Required work — An exact copy of all entries is the expected answer.
----- Data listing -----
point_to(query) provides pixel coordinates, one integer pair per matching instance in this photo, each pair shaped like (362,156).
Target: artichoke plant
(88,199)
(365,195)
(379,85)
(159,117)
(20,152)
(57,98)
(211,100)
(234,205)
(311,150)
-----
Reply —
point_to(query) provides pixel coordinates, one integer pair per matching instance in this photo, each pair shaped like (362,156).
Target: artichoke plant
(88,199)
(365,195)
(379,85)
(159,117)
(20,152)
(57,98)
(211,100)
(234,205)
(311,150)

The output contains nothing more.